-------- DATA ENTRIES

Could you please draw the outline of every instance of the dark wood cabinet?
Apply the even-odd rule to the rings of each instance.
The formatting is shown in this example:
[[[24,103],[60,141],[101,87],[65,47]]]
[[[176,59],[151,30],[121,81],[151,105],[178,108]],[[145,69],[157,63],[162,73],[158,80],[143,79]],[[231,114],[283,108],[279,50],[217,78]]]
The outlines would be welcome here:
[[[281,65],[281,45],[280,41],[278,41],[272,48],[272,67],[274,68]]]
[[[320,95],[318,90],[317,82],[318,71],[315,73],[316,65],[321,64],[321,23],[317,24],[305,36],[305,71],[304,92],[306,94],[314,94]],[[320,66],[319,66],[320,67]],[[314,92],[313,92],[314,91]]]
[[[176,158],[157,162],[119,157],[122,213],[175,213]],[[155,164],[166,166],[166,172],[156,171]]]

----------------
-------- DATA ENTRIES

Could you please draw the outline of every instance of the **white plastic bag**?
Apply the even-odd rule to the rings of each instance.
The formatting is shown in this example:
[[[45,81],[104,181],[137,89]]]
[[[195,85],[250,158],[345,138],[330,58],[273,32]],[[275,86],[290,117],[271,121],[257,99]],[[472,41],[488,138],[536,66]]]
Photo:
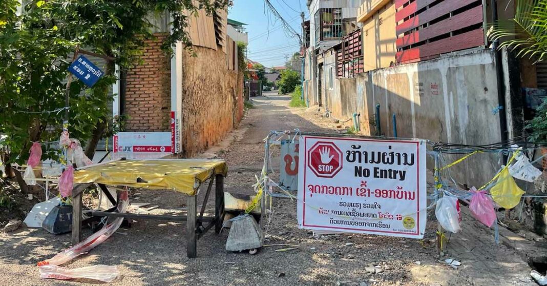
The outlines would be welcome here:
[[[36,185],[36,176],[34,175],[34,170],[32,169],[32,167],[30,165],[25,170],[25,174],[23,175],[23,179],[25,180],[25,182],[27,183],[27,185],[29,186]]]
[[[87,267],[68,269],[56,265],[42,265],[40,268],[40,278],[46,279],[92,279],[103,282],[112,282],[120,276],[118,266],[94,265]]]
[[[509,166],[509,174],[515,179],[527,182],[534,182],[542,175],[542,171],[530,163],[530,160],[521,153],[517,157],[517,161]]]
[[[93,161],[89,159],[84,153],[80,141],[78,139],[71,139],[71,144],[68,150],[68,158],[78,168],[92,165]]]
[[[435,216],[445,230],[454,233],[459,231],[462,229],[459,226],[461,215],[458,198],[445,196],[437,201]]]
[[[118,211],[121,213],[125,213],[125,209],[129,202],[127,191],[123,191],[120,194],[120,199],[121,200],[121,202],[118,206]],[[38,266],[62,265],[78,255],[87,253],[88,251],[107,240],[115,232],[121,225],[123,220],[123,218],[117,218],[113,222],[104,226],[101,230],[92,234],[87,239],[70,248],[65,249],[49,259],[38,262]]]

----------------

Copy out word for word the lines of the data above that run from the line containing "dark wood cabinet?" through the line containing "[[[24,103],[60,141],[101,87],[65,47]]]", including both of those lines.

### TASK ANSWER
Could you please draw the outline of every instance of the dark wood cabinet?
Apply the even-odd rule to the rings of each instance.
The formatting is shown in this example:
[[[24,103],[60,141],[101,87],[65,47]]]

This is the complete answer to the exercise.